start

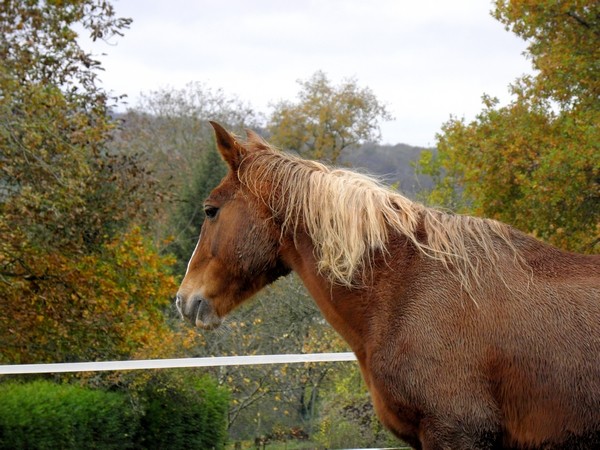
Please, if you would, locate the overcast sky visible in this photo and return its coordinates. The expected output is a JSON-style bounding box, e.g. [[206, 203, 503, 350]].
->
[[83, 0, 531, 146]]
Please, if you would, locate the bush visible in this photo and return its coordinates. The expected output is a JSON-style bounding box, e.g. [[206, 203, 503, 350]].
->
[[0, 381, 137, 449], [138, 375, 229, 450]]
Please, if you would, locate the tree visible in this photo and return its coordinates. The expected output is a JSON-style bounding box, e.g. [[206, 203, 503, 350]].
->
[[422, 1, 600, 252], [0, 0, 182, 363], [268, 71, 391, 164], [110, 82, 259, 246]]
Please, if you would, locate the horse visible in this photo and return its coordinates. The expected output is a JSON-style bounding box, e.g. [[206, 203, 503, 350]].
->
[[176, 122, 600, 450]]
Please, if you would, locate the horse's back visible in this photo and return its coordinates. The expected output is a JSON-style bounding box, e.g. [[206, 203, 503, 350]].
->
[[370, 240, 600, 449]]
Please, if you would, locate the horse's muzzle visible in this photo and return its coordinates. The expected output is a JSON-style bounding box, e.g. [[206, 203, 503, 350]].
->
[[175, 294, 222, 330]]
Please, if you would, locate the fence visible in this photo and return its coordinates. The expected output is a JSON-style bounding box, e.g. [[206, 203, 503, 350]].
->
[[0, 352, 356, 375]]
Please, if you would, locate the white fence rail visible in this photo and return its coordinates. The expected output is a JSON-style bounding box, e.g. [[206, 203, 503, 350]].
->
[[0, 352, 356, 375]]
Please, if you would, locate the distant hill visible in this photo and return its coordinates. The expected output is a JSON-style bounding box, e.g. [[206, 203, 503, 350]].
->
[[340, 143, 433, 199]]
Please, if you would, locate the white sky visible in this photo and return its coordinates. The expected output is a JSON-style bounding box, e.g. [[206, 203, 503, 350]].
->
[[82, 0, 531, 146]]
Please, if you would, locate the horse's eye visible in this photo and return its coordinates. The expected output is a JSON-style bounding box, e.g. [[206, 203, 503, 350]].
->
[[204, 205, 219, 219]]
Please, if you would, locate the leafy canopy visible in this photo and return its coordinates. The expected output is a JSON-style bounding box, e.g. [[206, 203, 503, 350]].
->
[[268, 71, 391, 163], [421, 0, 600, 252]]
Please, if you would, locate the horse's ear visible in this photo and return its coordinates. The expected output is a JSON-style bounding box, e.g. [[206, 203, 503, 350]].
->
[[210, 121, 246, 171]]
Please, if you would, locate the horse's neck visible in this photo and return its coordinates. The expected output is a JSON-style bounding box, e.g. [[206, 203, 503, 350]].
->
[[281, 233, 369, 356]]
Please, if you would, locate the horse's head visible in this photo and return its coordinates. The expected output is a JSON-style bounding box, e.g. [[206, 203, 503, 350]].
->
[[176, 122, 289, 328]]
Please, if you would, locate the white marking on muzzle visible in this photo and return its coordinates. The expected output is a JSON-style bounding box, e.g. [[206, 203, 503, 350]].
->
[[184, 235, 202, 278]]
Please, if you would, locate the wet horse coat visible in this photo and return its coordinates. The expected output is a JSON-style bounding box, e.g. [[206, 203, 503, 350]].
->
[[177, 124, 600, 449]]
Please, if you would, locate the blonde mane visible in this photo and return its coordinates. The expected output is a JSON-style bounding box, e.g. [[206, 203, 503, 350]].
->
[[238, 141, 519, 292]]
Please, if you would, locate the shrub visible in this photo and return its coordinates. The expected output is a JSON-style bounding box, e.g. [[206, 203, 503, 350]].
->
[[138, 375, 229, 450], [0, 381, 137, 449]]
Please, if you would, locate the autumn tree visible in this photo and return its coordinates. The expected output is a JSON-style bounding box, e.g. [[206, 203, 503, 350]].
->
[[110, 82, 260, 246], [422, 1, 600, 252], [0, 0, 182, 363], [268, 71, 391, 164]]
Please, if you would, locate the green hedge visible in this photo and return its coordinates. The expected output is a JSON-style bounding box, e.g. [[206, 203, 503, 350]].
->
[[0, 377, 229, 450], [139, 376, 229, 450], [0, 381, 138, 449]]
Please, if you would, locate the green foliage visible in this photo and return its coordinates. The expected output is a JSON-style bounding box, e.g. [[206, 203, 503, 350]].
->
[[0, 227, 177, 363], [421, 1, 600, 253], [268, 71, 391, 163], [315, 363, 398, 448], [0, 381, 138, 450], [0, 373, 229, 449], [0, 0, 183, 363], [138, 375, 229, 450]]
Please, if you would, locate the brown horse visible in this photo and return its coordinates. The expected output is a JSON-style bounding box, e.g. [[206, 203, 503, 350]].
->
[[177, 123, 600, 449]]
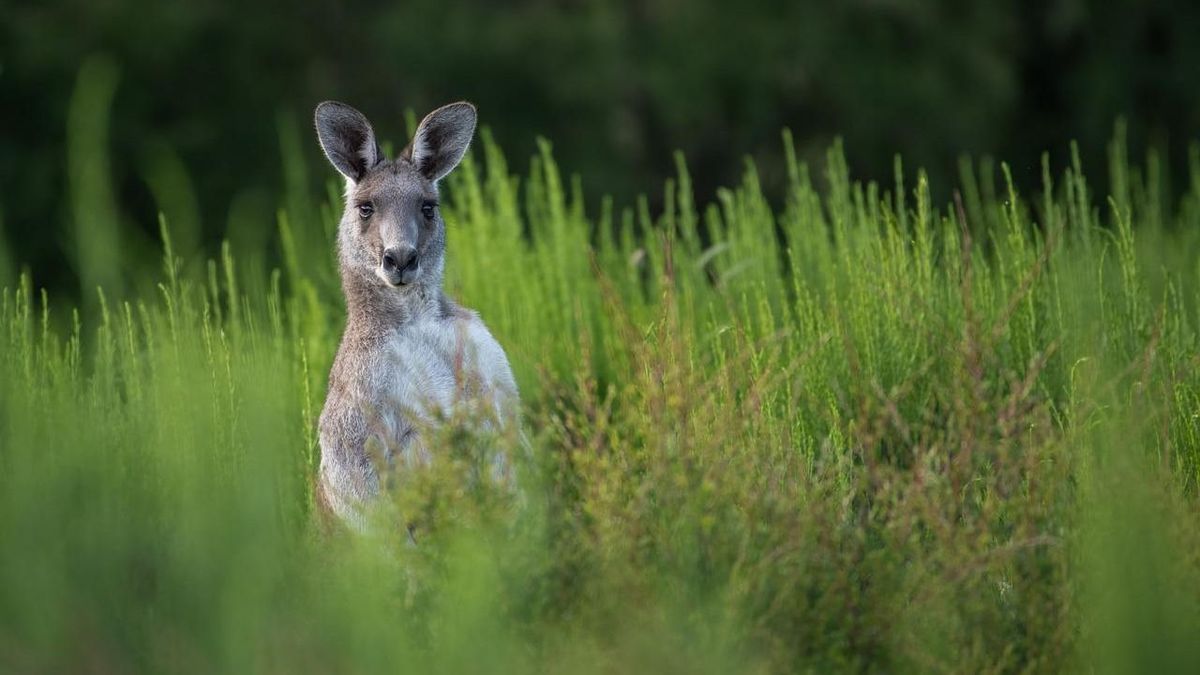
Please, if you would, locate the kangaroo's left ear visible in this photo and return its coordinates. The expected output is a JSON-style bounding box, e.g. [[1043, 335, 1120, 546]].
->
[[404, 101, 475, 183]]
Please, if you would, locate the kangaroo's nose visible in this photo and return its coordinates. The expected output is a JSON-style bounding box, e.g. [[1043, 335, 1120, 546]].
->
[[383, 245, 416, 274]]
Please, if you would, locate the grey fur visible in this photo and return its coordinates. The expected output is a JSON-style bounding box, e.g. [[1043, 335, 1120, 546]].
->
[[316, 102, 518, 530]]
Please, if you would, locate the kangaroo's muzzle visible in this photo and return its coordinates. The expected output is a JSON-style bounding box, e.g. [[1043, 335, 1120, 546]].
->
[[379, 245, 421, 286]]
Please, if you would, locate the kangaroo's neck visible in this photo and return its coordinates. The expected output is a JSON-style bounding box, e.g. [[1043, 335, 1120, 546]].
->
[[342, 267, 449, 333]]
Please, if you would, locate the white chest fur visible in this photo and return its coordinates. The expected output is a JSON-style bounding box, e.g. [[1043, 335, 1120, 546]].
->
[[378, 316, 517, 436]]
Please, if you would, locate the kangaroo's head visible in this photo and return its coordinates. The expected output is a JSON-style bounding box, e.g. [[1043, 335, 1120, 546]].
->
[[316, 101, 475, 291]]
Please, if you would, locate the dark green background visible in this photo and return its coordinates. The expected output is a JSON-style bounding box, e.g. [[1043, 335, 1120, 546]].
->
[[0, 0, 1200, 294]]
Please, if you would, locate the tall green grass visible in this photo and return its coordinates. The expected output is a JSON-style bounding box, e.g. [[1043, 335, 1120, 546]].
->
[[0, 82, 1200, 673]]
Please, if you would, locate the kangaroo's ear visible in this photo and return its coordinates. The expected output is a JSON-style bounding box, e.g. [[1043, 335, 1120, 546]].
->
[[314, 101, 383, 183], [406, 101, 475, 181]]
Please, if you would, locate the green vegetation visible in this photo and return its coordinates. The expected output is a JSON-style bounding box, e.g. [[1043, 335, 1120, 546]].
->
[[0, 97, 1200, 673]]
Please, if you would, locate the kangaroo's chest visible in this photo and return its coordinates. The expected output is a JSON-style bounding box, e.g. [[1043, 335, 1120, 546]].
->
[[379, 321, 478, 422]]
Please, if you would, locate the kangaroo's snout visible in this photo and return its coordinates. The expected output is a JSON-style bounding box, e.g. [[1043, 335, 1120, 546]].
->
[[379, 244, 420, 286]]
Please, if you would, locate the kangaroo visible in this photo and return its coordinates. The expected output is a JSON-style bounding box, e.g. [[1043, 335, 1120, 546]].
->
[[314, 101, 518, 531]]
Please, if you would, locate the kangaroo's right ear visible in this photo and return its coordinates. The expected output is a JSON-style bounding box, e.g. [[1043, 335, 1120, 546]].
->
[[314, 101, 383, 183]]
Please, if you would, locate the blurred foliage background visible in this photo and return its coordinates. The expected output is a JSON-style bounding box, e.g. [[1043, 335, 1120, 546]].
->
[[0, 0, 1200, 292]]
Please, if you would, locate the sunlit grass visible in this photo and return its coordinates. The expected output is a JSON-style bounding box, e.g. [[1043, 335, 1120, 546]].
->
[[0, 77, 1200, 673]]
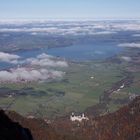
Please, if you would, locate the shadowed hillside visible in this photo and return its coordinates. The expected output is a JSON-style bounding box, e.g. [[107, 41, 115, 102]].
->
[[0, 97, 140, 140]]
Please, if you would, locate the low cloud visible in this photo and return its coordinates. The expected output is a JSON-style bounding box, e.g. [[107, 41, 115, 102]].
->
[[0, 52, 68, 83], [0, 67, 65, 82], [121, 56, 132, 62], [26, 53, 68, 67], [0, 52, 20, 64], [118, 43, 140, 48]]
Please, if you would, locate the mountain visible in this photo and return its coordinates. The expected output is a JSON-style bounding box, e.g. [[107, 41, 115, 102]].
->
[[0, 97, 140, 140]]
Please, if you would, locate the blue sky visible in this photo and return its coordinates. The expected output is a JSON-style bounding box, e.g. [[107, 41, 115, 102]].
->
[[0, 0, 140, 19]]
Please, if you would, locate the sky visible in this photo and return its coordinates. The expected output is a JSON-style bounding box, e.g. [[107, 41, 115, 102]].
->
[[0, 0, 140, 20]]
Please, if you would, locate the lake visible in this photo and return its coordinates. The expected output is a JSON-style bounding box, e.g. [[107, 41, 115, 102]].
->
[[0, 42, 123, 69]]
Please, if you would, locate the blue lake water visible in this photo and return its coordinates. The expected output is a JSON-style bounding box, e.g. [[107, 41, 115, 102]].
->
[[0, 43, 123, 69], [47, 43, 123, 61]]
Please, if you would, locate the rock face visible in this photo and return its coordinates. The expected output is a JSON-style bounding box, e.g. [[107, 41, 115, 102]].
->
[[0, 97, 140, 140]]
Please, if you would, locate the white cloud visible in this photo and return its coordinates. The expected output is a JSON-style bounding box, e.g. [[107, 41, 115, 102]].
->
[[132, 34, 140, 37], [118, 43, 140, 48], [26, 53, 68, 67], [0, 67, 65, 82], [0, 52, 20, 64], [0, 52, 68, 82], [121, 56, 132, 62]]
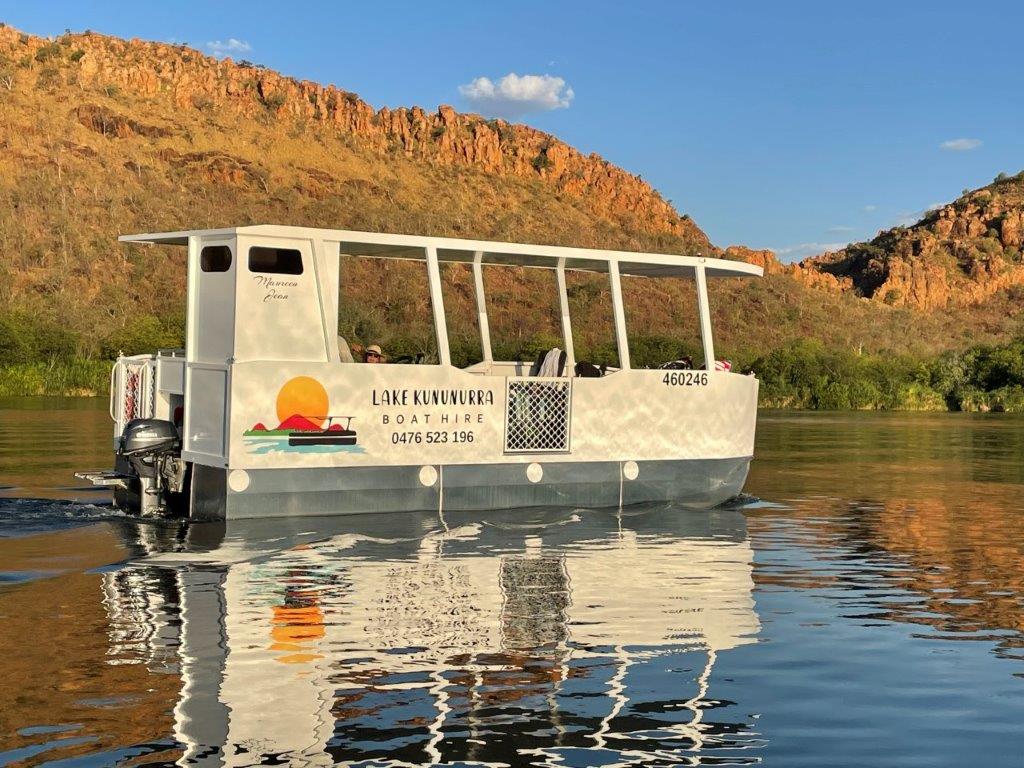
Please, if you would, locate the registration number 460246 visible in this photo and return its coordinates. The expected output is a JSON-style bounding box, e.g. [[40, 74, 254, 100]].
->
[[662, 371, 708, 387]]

end

- Task description
Reproduce the records above verbatim, beginning at the line that contains "Please, if you would, locate the lake" and continuing through the final line of the records. Omit the pictures from your reproduction.

- Response
Please, if you would, locate the lake visible in this photo and return its coordinates. The expected output is a JSON-style bounding box, e.g. [[107, 41, 115, 102]].
->
[[0, 42, 123, 69]]
Please, if you would, locate the blue lake water visible in this photo and return its coordinates. The expected output is a JSON-style bounding box, e.g. [[107, 41, 115, 102]].
->
[[0, 43, 123, 69], [47, 43, 123, 61]]
Please, if you would, locate the rock face visible in this photo and return its coordinates. The expected output is a JSON-style bounding box, e.g. [[107, 41, 115, 102]].
->
[[0, 97, 140, 140]]
Please, if you would, locate the white cloud visible in this photo and return its coordinates. The expected output is a JSON-style bounding box, e.g. [[107, 41, 115, 102]].
->
[[132, 34, 140, 37], [118, 43, 140, 48], [26, 53, 68, 67], [0, 67, 65, 82], [0, 52, 20, 64], [0, 52, 68, 82], [121, 56, 132, 62]]
Please, if you would, locate the registration number 460246 visible in this photo and return its coordinates. The expected output is a JSON-style bounding box, e.g. [[40, 74, 254, 100]].
->
[[662, 371, 708, 387]]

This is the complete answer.